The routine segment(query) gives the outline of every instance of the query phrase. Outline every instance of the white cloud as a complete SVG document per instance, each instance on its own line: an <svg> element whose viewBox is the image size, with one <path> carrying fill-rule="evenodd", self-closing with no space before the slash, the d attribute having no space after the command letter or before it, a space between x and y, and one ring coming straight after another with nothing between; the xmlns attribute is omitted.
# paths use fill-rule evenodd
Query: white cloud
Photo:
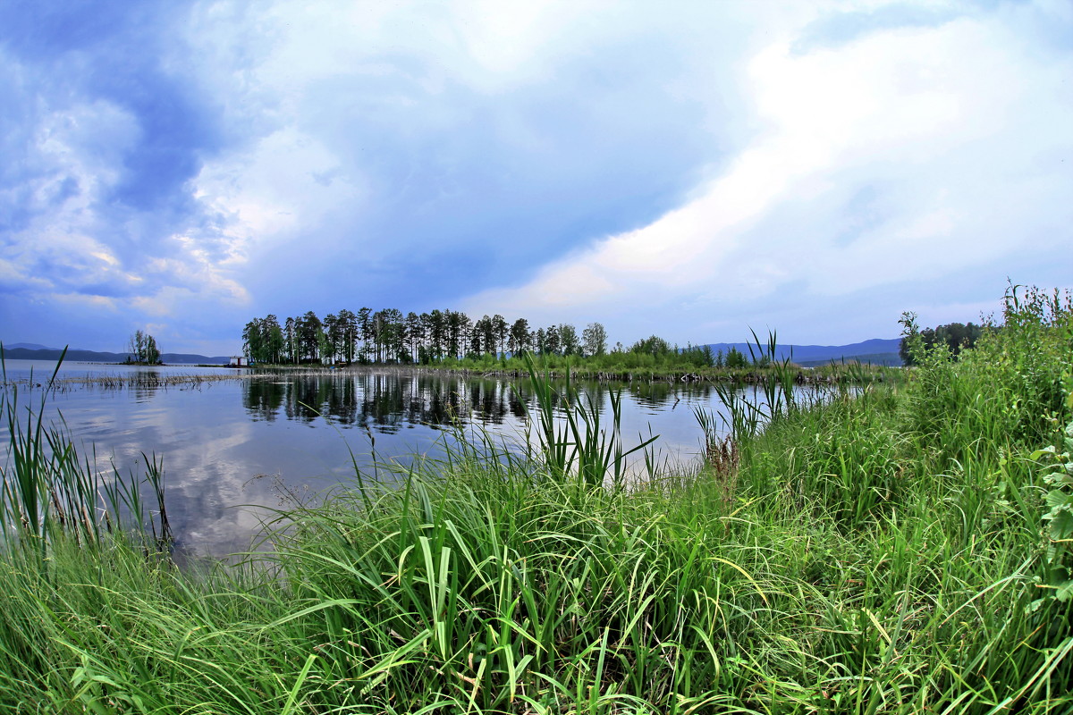
<svg viewBox="0 0 1073 715"><path fill-rule="evenodd" d="M1003 257L1041 242L1069 245L1068 50L1042 51L1004 16L873 31L804 54L793 42L748 62L752 121L765 129L692 200L467 308L584 323L658 304L668 337L715 340L696 334L712 311L743 326L756 318L735 307L743 297L753 313L776 292L819 310L966 267L1001 271ZM876 214L862 223L853 198L866 189ZM1071 256L1059 260L1073 268Z"/></svg>

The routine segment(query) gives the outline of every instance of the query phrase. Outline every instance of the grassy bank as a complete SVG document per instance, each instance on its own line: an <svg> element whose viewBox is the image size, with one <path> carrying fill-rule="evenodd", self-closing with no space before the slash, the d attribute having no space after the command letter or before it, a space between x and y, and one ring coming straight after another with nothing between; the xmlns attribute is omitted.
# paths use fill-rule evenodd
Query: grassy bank
<svg viewBox="0 0 1073 715"><path fill-rule="evenodd" d="M908 384L773 392L695 474L601 483L614 431L464 444L281 513L239 567L9 490L0 711L1070 712L1073 309L1004 318ZM42 460L39 506L70 478Z"/></svg>

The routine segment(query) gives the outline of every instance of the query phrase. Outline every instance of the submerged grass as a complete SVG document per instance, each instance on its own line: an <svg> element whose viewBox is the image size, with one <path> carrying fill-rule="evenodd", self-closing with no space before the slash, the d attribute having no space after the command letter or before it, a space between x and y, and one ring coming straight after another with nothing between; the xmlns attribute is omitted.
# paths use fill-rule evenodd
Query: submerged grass
<svg viewBox="0 0 1073 715"><path fill-rule="evenodd" d="M609 489L549 455L561 432L476 435L280 512L268 563L15 540L0 712L1073 712L1043 528L1064 467L1033 453L1073 419L1073 310L1048 300L1012 292L1003 329L908 384L773 396L694 475Z"/></svg>

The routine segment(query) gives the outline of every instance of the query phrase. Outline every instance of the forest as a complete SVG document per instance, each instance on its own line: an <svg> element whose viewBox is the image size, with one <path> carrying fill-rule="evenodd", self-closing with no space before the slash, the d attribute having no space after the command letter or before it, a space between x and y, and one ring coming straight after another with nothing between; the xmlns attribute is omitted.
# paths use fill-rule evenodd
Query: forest
<svg viewBox="0 0 1073 715"><path fill-rule="evenodd" d="M526 353L559 357L633 354L693 368L744 368L748 363L734 348L725 355L708 345L680 348L658 336L608 347L607 331L600 323L589 323L579 332L565 323L532 329L526 318L509 323L499 314L474 321L459 311L403 315L391 308L343 309L323 321L313 311L283 323L276 315L253 318L242 329L242 349L261 364L427 366Z"/></svg>

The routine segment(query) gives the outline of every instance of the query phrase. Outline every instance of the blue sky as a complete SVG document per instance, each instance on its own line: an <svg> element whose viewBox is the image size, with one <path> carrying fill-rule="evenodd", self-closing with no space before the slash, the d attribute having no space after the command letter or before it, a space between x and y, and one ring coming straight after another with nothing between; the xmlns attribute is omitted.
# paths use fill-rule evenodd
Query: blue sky
<svg viewBox="0 0 1073 715"><path fill-rule="evenodd" d="M842 344L1073 285L1073 4L0 2L0 338Z"/></svg>

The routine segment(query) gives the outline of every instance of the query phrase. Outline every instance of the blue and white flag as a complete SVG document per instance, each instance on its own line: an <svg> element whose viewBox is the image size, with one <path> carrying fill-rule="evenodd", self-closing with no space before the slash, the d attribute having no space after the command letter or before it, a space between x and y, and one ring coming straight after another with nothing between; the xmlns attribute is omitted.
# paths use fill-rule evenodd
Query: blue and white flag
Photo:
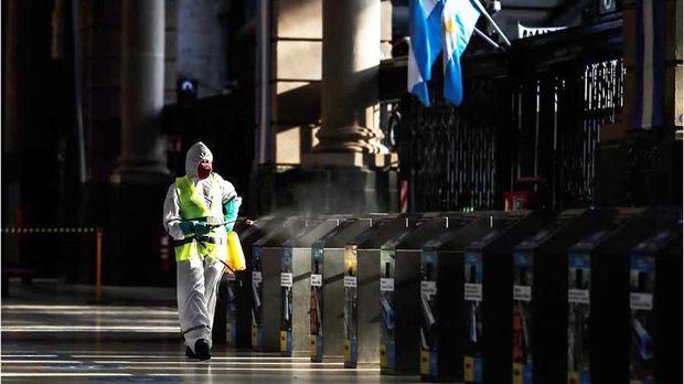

=-=-=

### [Problem statement]
Render every line of the rows above as a numbered list, skipping blank lines and leaving out the pictures.

### [Expected answer]
1. The routine segment(query) gives the outline of every instance of the query phrase. Outline every instance of the white cloud as a complete SVG document per instance, each instance on its own line: an <svg> element whose viewBox is the image size, with one <path> carrying fill-rule="evenodd", self-closing with no space before the slash, the d attribute having no space after the command letter or before it, a space between x and y, and one ring coming straight after another with nothing between; the xmlns attribute is omitted.
2. # paths use fill-rule evenodd
3. Query: white cloud
4. Photo:
5. <svg viewBox="0 0 1073 715"><path fill-rule="evenodd" d="M1003 257L1041 242L1069 245L1068 50L1042 51L1004 16L873 31L804 54L793 42L748 62L752 121L765 129L692 200L467 308L584 323L658 304L668 337L715 340L696 334L712 311L743 326L756 318L735 307L743 297L753 313L776 292L819 310L966 267L1001 271ZM876 214L862 223L853 198L866 189ZM1071 256L1059 260L1073 268Z"/></svg>
6. The routine segment(query) gives the outline of every instance of the query phrase. Outline every instance of the grassy bank as a complete SVG document per instance, each instance on its own line: an <svg> element whose viewBox is the image size, with one <path> carrying fill-rule="evenodd", self-closing with no space before the slash, the d attribute having no space after the command letter or before it, a space between x and y, and one ring coming straight after another with nothing between; the xmlns attribute is omitted.
7. # paths use fill-rule evenodd
8. Query: grassy bank
9. <svg viewBox="0 0 1073 715"><path fill-rule="evenodd" d="M908 384L773 392L695 474L601 483L614 431L464 444L281 513L239 567L9 490L0 711L1070 712L1073 309L1004 318ZM42 460L39 506L70 478Z"/></svg>
10. The routine segment(query) gives the outline of every instance of the query phrase. Outline every instance of the submerged grass as a complete SVG document per instance, each instance on its own line: an <svg> element whose viewBox is the image size, with one <path> carrying fill-rule="evenodd", self-closing with no space before the slash, the d attribute having no space after the command letter or before it, a space between x and y, and one ring coming straight after another with nothing between; the xmlns attribute is omitted.
11. # paths use fill-rule evenodd
12. Query: submerged grass
13. <svg viewBox="0 0 1073 715"><path fill-rule="evenodd" d="M609 489L549 455L561 432L476 435L280 512L268 563L15 540L0 712L1073 712L1043 528L1064 467L1033 453L1073 419L1073 310L1048 300L1012 292L1003 329L908 384L773 396L694 475Z"/></svg>
14. The routine segment(query) gives the outline of every instance of the query phrase. Outline every instance of the forest as a complete SVG document per instance, each instance on its own line: an <svg> element whose viewBox is the image size, with one <path> carrying fill-rule="evenodd", self-closing with no space before the slash, the d attribute having no space after the command letter or before it, a space between x and y, and one ring coming straight after another with nothing between; the xmlns attribute is omitted.
15. # paths use fill-rule evenodd
16. Query: forest
17. <svg viewBox="0 0 1073 715"><path fill-rule="evenodd" d="M526 353L559 357L633 354L693 368L744 368L748 363L734 348L725 355L708 345L680 348L658 336L608 347L607 331L600 323L589 323L579 332L565 323L532 329L526 318L509 323L499 314L474 321L459 311L403 315L391 308L343 309L323 321L313 311L283 323L276 315L253 318L242 329L242 349L261 364L427 366Z"/></svg>
18. The routine segment(query) gives the outline of every instance of the query phrase. Outline every instance of the blue sky as a complete SVG document per instance, each instance on its own line: an <svg> element whose viewBox is the image size, with one <path> carrying fill-rule="evenodd", self-closing with no space before the slash, the d attribute having no space after the command letter or before it, a space between x and y, and one ring coming straight after another with nothing between; the xmlns attribute is omitted.
19. # paths use fill-rule evenodd
20. Query: blue sky
21. <svg viewBox="0 0 1073 715"><path fill-rule="evenodd" d="M842 344L1073 285L1073 4L0 2L0 338Z"/></svg>
22. The routine segment(query) gives the outline of every instance of the query phrase. Outline every instance of the blue and white flag as a complete SVG document per instance, each instance on its own line: an <svg> element whose viewBox is the image size, with one <path> carrying fill-rule="evenodd", self-closing with no space before the slash, the d attribute having no space after the command letter or before it, a space between x and y, and one ring coming straight after another with nothing between; the xmlns attribute is omitted.
23. # paths use fill-rule evenodd
24. Query: blue and white flag
25. Photo:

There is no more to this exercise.